* **Required work**:
1. According to the passage on RSU compensation, what schedule is assumed for the grants to vest?
2. Condense the paragraph of the passage on RSU compensation that begins "As a new grad" into a short bulleted list that keeps its main facts.
3. Copy the passage on RSU compensation word for word, starting at "As a new grad" and ending at "over 4 years)".

══ Passage shown ══

I work for a well-known tech company that includes RSUs as a pretty big chunk of compensation. I have absolutely no perspective on the level of the additional grants that come attached to the annual reviews, but I was under the impression it was maybe a $5–8k cost-of-living kind of deal. Now I'm very intrigued...
It really depends. The numbers aren't huge life-changing at the beginning, but they add up over time and if you're really strong^H^H^H^H^Hlucky^H^H^H^H^Hshrewd and get promoted quickly, the numbers can get pretty large. The numbers below are hypotheticals but not too far off from people I know doing the BigTechCo circuit. Some do better, some do worse.
As a new grad you might see $5-10k in extra annual compensation coming from vesting RSUs (i.e. in addition to your salary and cash bonus). But RSU grants start to stack. Say your grants start vesting after 1 year at 25% per year. Year by year you might see:
Year 1: $40k/4 = $10k vest, new $10k grant (also vesting over 4 years)

═══
══ Data section ══

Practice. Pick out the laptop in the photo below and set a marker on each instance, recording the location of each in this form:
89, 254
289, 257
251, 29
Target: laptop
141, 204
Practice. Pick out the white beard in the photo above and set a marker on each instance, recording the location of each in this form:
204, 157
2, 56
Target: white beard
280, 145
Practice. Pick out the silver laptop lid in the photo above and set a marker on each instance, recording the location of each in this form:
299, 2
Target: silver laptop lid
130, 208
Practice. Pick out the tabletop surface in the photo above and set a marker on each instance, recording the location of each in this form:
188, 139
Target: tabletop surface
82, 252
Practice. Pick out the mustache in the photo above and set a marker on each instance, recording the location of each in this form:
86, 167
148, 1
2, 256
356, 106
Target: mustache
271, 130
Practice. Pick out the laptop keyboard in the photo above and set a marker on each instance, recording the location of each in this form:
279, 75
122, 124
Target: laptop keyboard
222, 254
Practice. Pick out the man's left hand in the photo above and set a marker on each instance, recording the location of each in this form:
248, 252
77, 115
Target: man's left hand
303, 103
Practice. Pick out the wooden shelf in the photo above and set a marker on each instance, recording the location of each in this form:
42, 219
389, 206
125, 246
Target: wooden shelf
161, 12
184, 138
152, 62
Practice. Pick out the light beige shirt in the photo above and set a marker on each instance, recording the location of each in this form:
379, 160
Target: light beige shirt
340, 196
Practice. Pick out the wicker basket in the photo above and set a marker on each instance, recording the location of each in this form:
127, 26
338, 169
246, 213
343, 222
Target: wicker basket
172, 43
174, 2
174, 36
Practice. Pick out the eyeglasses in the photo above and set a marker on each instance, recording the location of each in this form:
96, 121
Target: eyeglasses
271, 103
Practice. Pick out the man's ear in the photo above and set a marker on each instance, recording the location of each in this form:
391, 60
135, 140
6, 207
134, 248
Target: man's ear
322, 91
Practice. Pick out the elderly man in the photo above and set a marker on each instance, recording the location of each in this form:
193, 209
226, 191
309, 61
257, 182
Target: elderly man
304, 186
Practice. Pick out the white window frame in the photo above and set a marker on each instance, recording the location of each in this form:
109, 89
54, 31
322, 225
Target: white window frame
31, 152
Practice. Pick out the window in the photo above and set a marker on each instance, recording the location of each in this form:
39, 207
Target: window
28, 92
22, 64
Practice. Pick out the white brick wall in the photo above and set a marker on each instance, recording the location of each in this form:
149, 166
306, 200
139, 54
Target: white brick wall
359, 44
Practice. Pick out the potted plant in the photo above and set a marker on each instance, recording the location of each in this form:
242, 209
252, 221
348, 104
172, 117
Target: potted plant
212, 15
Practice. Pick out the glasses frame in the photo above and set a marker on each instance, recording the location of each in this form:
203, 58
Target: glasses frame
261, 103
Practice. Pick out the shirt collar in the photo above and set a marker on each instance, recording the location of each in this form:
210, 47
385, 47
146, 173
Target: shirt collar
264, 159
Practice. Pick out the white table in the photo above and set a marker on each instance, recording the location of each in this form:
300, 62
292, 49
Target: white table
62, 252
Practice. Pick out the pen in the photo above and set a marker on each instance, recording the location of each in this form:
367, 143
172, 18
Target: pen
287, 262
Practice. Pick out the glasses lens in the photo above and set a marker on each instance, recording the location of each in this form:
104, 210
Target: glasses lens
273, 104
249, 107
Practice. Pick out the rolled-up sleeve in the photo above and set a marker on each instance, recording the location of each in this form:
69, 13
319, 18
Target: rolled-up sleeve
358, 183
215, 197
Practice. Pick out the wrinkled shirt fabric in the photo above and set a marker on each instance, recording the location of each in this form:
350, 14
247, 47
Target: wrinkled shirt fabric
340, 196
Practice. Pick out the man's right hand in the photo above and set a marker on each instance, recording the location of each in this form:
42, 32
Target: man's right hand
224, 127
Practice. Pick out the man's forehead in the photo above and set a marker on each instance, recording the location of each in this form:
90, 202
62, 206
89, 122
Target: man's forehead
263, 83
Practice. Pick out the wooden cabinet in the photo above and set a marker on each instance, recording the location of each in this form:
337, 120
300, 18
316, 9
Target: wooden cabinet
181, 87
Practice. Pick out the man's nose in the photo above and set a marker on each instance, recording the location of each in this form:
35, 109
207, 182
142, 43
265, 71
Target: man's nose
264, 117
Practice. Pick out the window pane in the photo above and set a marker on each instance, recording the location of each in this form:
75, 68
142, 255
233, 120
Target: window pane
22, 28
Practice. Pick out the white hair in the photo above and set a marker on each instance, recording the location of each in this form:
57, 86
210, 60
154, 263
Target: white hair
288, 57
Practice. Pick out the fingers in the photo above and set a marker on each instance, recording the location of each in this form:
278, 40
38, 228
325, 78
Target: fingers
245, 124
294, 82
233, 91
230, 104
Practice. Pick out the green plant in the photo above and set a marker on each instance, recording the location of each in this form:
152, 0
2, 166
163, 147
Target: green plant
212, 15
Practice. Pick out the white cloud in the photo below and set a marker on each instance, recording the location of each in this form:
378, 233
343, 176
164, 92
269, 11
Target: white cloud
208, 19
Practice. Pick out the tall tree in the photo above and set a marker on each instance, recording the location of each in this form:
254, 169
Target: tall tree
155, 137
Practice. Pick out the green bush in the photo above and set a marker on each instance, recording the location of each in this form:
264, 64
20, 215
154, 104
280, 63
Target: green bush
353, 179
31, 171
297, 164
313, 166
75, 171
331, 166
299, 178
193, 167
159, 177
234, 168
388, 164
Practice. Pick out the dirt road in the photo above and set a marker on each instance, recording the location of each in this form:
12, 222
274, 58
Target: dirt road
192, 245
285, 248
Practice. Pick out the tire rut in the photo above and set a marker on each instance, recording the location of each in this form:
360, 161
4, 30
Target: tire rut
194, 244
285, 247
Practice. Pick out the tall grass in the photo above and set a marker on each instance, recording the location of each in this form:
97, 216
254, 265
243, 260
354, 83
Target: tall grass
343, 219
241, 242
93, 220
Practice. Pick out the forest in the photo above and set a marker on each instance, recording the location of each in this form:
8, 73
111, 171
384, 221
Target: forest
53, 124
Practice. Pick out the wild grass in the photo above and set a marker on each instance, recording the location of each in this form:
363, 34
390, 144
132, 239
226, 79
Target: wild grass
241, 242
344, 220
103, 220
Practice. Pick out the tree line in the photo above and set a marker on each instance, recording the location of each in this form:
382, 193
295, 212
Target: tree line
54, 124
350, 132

═══

* **Exercise solutions**:
1. The grants start vesting after 1 year, at 25% per year.

2.
- A new grad might see $5-10k in extra annual compensation from vesting RSUs, on top of salary and cash bonus.
- RSU grants start to stack.
- The example assumes grants start vesting after 1 year, at 25% per year.

3.
As a new grad you might see $5-10k in extra annual compensation coming from vesting RSUs (i.e. in addition to your salary and cash bonus). But RSU grants start to stack. Say your grants start vesting after 1 year at 25% per year. Year by year you might see:
Year 1: $40k/4 = $10k vest, new $10k grant (also vesting over 4 years)